┌─ Given entries
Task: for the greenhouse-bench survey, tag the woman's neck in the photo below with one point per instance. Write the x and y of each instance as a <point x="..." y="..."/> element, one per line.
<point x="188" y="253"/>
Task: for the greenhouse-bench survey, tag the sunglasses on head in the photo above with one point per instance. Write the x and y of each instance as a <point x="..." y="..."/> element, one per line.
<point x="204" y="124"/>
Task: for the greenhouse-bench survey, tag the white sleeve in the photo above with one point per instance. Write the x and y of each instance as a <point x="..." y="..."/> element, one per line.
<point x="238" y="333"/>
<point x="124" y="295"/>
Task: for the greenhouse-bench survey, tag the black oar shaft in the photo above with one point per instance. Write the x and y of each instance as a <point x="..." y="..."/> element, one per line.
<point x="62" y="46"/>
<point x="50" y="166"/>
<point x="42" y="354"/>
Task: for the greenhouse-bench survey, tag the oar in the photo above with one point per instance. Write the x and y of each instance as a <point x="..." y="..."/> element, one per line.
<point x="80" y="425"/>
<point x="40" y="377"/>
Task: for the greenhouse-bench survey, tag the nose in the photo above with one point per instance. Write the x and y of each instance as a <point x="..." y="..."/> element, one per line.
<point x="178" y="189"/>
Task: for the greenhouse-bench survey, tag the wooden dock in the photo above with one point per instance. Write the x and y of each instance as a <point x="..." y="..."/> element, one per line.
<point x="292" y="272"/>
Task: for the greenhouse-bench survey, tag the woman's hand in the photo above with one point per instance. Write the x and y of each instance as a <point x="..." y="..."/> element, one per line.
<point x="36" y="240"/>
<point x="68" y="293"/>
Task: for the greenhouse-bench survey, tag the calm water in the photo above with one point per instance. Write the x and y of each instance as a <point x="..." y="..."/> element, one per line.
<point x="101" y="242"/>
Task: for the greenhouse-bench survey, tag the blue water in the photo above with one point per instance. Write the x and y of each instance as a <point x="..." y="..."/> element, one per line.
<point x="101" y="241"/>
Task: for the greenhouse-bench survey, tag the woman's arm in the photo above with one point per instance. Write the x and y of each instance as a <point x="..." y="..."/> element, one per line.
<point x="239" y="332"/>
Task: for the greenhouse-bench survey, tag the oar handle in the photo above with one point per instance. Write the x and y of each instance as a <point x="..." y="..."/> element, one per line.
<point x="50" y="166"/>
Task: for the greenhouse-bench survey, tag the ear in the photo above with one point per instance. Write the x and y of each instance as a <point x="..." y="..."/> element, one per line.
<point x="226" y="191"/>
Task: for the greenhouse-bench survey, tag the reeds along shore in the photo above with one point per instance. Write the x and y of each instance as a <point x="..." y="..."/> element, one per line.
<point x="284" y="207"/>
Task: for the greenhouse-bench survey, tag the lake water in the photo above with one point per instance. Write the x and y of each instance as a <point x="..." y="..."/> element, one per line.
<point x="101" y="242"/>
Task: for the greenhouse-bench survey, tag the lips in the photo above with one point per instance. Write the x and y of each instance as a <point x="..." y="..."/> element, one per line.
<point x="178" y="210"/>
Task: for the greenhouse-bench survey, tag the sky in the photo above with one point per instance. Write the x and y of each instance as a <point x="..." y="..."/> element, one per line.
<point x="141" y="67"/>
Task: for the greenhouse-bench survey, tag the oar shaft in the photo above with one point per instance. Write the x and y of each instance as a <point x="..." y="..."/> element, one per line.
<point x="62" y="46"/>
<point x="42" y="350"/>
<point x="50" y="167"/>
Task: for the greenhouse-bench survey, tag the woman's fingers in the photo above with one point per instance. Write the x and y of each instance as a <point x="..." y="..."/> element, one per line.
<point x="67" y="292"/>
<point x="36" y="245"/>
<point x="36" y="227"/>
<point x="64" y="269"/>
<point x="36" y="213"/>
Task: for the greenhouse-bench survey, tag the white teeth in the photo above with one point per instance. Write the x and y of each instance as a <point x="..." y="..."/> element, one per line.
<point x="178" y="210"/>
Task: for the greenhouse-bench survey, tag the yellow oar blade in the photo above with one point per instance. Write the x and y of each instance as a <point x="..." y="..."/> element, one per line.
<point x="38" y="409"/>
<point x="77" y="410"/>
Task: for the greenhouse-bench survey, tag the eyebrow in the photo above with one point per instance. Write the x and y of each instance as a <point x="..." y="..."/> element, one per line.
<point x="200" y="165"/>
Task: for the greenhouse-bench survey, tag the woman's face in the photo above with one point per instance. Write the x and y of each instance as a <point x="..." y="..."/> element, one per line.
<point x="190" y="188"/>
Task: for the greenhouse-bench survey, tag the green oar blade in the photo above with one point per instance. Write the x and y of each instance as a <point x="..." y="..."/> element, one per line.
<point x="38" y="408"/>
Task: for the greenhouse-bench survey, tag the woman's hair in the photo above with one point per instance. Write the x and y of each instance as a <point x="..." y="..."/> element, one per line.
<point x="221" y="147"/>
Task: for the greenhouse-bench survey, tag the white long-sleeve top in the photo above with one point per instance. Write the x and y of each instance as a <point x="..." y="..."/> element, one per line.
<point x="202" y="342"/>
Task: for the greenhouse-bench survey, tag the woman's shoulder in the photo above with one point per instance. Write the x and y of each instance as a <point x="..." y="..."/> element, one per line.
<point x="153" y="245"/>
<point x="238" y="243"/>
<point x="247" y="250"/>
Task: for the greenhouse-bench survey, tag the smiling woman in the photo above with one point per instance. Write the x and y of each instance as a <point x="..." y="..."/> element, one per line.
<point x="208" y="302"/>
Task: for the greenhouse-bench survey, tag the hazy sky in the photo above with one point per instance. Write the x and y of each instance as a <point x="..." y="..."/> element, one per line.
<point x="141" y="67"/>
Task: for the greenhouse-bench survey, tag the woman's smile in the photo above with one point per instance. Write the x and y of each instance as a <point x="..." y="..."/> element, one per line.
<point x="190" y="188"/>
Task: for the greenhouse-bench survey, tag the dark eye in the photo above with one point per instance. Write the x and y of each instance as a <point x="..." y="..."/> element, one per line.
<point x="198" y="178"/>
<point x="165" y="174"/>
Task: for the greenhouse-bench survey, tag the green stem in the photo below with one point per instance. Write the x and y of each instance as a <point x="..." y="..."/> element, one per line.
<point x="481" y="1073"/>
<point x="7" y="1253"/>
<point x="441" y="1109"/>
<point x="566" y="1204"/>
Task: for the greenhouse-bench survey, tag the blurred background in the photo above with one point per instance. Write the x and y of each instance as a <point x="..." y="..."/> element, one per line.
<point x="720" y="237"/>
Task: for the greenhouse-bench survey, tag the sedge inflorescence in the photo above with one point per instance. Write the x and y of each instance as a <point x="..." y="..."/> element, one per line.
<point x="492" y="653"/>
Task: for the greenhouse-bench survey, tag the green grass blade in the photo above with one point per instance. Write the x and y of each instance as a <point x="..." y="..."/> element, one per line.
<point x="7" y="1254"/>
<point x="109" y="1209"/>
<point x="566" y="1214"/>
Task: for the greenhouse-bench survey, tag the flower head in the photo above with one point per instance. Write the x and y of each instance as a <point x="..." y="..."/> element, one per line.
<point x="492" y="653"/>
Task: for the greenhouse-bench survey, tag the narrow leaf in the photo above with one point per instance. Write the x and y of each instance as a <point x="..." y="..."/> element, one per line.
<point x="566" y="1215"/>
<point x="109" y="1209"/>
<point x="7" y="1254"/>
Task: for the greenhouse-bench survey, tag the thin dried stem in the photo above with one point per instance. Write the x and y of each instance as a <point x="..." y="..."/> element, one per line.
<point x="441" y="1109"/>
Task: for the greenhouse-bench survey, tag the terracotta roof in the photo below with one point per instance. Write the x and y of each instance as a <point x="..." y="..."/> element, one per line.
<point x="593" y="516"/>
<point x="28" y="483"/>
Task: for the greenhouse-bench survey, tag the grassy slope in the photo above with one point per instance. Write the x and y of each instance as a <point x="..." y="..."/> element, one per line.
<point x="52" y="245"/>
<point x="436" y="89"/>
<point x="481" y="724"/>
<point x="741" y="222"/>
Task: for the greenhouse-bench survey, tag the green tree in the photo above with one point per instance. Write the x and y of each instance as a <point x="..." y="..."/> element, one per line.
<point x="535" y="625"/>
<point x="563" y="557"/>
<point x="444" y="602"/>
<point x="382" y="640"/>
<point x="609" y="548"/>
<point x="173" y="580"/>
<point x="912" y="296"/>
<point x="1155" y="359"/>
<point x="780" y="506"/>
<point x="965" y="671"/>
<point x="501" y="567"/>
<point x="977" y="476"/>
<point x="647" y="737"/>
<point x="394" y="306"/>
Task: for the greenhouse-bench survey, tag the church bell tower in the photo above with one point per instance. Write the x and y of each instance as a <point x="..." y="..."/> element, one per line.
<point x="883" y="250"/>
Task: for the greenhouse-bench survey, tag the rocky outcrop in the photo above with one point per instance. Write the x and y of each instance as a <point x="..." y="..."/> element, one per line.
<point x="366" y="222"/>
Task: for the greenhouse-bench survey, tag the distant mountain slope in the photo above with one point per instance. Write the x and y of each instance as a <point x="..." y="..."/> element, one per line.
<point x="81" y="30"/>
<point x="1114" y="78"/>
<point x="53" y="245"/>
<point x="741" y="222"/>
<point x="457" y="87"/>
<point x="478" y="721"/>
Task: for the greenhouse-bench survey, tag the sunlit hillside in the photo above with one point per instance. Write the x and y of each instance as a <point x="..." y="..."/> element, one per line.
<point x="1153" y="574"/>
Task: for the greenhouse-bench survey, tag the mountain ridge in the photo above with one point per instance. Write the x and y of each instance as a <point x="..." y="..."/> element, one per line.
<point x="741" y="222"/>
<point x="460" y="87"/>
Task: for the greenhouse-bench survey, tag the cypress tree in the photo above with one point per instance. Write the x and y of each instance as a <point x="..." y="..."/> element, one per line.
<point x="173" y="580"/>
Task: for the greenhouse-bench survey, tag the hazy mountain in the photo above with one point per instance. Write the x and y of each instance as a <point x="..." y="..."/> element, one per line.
└─
- [Task statement]:
Copy out the lines starting at the one containing "Task: for the greenhouse-bench survey, tag the mountain" and ending with the last line of the entries. Include nothing else.

- [Response to this exercise]:
Task: for the greenhouse-bench survey, tag the mountain ridge in the photo above with one point per instance. Write the x and y of each instance as a <point x="..." y="..."/> element, one per line.
<point x="741" y="222"/>
<point x="460" y="87"/>
Task: for the greenhouse-bench survey, tag the cypress tree in the photo above with one point per instance. Write the x and y of each instance as a <point x="..." y="..."/> element, one per line.
<point x="173" y="580"/>
Task: for the greenhouse-bench survey, tag the hazy mountain in the photo above with one point per instance. Write the x and y of each instance as a <point x="..." y="..."/> element, one per line.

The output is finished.